*PROVIDED TEXT*.
=====

Falling in and out of love is never easy, but we can learn from those experiences, as Maureen Wroblewitz shows us.
Breakups are never easy. They can often be filled with emotional landmines that may will take a considerable time to process and get through. And with Valentine’s Day just a few weeks away, it will be yet another reminder of a love that perhaps just didn’t work out. But as they say, at the end of the storm is a rainbow, and that is something Maureen Wroblewitz can relate to. In 2022, she and JK Labajo shook social media with the announcement that they were breaking up after years together.
This time around, Maureen Wroblewitz got the internet talking again when she recently uploaded a TikTok of her reacting to Miley Cyrus’ self-love anthem, Flowers. Without singling out a specific person, (in fact, she says it was a cumulation of experience and collective realization), Maureen got real about how love made her change for the worse and that she’s been using the past months to heal from the trauma. It’s a moment of self-reflection that she learned a lot from, and we can too for our own relationships.
TOXIC LOVE CAN TAKE AWAY WHO YOU ARE
Maureen didn’t mince words when she talked about changing for the worse when she used to be in a relationship. “I have sacrificed my beliefs and my values and I did things I didn’t like.” Her experience is a sad reality that many have faced where the feeling of being in love and wanting to please your partner can often overwhelm your core values. The fleeting yet euphoric feeling can often cloud your actions, judgement, and behavior, sometimes leading you down a path that goes against what you believe in. And it goes without saying that it’s often not worth it to go against who you are just to satisfy someone.

=====

*BRIEF A*. In the piece on Maureen Wroblewitz, which song was she reacting to in her TikTok?
*BRIEF B*. Write out the part of the Maureen Wroblewitz piece starting at "Falling in and" and ending at "after years together.", swapping "rainbow" for "sunrise".
Answer using only the text above.

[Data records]
=====

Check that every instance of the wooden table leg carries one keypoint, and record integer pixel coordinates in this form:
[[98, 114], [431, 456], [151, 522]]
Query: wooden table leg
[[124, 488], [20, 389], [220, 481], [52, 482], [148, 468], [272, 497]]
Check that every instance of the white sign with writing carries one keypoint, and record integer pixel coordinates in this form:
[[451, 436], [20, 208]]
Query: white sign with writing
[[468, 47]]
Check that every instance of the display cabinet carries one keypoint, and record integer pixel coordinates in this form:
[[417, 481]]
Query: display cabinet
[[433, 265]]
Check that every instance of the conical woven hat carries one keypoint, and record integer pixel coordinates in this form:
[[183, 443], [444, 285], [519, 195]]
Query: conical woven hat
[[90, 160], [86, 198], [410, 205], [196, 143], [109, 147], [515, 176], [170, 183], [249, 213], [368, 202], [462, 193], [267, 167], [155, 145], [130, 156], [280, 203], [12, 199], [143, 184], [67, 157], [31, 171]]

=====

*SOLUTION A*. Miley Cyrus' self-love anthem, Flowers.

*SOLUTION B*.
Falling in and out of love is never easy, but we can learn from those experiences, as Maureen Wroblewitz shows us.
Breakups are never easy. They can often be filled with emotional landmines that may will take a considerable time to process and get through. And with Valentine’s Day just a few weeks away, it will be yet another reminder of a love that perhaps just didn’t work out. But as they say, at the end of the storm is a sunrise, and that is something Maureen Wroblewitz can relate to. In 2022, she and JK Labajo shook social media with the announcement that they were breaking up after years together.